Selected extract

"Art is just a way to force a new perspective on something familiar." That's a line from the final episode of Netflix's "Homemade," a series consisting of 17 short films from acclaimed filmmakers, all produced during quarantine in the spring of 2020. These internationally curated perspectives are mostly about one thing that remains new to all of us: life in quarantine during a pandemic.
You can watch these films in any order (so says Netflix), but the two that bookend the series have a commonality that is hard to miss. Both take aerial views of desolate cities under lockdown. Ladj Ly's intro film takes shots from a teenager's drone as he scans the streets around him, some empty, some filled with lines of people wearing masks. Ana Lily Amirpour's film "Ride It Out" has a similar cinematic perspective as it follows a woman on her bike ride through Los Angeles (Cate Blanchett narrates). Between these two projects are 15 shorts that zoom in on familial life, personal struggles, and quirky time-killing endeavors, all averaging out to about seven to eight minutes each.
Many common threads are hard to miss here, which is inevitable given the project's limitations. Many filmmakers employ their children to be themselves. And many take a documentary route about the experience of being shut in. My personal favorites are the films that go outside the parameters and find a way to tell a story that has little to do with the pandemic.
Pablo Larrain's "Last Call" is, thankfully, the only Zoom-based film (I guess "SNL" cornered the market on those), featuring an elderly man trying to get in touch with "the one that got away." I wouldn't dream of revealing this film's punchline, but it certainly contains the biggest laugh of the bunch. Maggie Gyllenhaal's effective and bittersweet sci-fi tale, "Penelope," features a widowed farmer (Peter Sarsgaard, Gyllenhaal's husband) coping with new gravitational forces, the result of a different kind of pandemic altogether. Director Antonio Campos takes a psychological horror approach in the creepy "Annex," in which a family finds a mysterious, unconscious man on the beach, takes him home and tries to get the authorities to come out, which they never do.
My favorite pandemic-specific films are the aforementioned "Ride It Out," as well as Naomi Kawase's "No Border," the least linear film of the bunch, and a beautiful meditation on isolation and the new global reality within. I also loved Johnny Ma's letter to his estranged mother, who never accepted his new family and who knows "you'll never see this because you don't have Netflix." It's the only film I can think of that ends with a recipe for everyone to try at home. It pairs nicely with Rachel Morrison's "The Lucky Ones," which is a letter to her five-year-old about what is worth remembering from this particular time.

Saved entries:
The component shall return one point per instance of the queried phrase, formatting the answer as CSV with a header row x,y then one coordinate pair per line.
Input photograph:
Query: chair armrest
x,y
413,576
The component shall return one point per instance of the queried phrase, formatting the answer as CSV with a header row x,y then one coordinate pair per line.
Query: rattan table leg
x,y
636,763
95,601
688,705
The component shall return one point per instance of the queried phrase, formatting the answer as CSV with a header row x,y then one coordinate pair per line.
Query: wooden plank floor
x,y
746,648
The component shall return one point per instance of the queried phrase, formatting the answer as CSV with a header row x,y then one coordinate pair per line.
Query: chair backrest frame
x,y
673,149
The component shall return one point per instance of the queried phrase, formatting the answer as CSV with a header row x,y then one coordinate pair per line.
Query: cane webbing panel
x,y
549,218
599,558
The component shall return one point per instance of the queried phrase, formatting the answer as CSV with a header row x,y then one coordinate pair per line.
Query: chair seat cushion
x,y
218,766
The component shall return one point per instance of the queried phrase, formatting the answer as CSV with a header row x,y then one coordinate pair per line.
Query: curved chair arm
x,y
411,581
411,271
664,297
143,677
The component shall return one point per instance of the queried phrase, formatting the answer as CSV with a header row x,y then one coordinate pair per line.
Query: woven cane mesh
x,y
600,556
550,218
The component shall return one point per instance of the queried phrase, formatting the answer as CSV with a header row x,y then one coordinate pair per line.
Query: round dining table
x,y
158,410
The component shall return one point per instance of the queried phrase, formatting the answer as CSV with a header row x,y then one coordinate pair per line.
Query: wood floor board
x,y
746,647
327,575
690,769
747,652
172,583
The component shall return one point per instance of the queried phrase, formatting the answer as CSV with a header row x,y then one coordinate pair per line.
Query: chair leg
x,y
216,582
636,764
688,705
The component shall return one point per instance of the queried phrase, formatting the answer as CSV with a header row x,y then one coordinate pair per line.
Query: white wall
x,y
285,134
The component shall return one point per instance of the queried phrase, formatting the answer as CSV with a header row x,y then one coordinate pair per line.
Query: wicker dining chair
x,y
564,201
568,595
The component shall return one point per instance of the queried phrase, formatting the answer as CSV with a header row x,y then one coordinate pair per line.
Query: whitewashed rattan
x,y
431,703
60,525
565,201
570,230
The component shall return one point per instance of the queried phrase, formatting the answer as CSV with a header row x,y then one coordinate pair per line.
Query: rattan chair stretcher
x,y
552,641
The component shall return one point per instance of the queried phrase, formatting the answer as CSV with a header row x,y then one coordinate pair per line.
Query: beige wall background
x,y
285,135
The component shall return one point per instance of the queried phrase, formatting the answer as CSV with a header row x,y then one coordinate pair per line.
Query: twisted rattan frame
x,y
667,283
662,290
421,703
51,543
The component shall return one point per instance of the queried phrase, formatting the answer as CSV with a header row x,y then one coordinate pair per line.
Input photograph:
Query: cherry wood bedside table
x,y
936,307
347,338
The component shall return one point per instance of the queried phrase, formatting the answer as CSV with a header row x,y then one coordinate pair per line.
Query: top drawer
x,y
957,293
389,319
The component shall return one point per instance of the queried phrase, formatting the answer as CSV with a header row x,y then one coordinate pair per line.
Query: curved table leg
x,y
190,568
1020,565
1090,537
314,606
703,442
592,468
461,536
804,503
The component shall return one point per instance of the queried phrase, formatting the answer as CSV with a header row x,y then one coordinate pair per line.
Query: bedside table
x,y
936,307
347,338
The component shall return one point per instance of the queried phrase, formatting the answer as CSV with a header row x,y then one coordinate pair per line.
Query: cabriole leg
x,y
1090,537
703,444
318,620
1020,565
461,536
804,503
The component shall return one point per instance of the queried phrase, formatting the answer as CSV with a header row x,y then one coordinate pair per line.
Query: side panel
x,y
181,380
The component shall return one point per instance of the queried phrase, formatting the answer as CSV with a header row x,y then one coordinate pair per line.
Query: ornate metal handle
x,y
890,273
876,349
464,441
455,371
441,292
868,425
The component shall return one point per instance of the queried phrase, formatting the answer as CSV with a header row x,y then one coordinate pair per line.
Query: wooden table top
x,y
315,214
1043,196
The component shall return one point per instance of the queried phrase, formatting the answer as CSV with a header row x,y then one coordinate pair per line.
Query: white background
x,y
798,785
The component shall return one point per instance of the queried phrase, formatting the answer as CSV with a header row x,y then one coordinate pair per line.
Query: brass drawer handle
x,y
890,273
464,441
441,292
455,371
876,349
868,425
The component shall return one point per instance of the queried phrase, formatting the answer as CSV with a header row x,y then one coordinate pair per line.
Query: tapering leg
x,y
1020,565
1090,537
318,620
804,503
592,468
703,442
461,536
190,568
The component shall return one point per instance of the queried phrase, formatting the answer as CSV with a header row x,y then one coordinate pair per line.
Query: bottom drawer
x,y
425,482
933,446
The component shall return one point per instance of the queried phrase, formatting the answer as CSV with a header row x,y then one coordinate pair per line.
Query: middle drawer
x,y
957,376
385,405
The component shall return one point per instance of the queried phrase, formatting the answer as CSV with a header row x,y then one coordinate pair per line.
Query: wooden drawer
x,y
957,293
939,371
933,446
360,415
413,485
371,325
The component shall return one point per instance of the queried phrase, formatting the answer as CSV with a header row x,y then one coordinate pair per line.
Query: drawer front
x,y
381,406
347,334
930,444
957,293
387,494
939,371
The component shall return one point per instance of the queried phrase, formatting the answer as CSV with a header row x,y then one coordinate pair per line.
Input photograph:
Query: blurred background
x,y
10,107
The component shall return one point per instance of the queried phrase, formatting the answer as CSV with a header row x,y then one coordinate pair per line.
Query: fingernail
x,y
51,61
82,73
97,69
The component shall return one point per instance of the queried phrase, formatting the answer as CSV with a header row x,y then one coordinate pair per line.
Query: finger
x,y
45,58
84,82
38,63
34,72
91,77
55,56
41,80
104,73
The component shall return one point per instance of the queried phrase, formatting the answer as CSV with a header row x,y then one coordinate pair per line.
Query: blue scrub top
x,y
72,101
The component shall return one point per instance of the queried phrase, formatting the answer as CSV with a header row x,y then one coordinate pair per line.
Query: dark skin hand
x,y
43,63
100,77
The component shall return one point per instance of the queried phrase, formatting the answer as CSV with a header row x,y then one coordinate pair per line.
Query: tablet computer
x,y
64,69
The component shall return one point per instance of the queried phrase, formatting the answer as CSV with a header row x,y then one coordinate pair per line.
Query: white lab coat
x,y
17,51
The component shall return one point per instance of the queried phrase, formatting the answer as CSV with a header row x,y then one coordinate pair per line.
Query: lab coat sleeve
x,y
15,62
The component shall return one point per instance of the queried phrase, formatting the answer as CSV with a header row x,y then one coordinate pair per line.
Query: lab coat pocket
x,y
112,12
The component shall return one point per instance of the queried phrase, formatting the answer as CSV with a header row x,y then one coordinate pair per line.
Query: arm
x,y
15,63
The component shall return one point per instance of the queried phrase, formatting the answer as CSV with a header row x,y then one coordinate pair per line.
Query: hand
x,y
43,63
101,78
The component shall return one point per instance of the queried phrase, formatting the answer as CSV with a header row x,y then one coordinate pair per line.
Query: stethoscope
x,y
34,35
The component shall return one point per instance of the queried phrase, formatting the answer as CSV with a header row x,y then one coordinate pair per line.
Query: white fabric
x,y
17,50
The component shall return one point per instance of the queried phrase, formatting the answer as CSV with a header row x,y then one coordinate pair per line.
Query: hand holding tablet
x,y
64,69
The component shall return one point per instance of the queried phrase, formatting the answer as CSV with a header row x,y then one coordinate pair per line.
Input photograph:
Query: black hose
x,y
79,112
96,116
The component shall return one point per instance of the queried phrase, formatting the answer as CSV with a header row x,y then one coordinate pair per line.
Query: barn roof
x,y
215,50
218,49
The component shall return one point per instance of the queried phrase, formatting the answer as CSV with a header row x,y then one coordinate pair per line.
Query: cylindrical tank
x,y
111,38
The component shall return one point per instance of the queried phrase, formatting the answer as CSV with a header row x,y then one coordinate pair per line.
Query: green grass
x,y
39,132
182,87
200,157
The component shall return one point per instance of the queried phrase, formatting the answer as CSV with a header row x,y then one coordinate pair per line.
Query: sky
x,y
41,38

Exercise requirements
Continue the review of Netflix's "Homemade" from its last sentence.

Result of the task
There are a lot of wonderful films in the bunch, and a few forgettable ones. Some have complained that the whole endeavor reeks of privilege, a point Sebastian Leilo's sly musical contribution "Algorhythm" points out as his character sings about the reviews this film will eventually get (they were right).
But do the shorts work in and of themselves? I would have no problem programming some of these for a festival. Would Kristen Stewart's directorial and performance piece "Crickets," about an insomniac, work as a film if removed from the umbrella of the pandemic? Hard to say, but it's an effective work that smartly remains in mostly close-ups as her character repeats to whomever might be listening, "I just need a break." Don't we all. (Also, I love what she wrote for the credits).
If Netflix commissions a second season of "Homemade," they could do well by further expanding the worldview. Among other topics to cover: Online learning, the stress of unemployment, home-based quarantine while having symptoms, doctors and nurses coming home after a shift. We definitely have a surplus of filmmakers' home movies starring their kids. It's time to move on. There are so many more places to go with this to get even newer perspectives.
Covid Cinema will likely become a subgenre with many different flavors, and "Homemade" could represent a sampling of what's to come. (I'm sure the horror genre alone will be filled with countless parables and allegories.) It'll be even more interesting years from now, or whenever we get some distance from COVID-19, to look at most of these shorts as a document of what life became for many of us.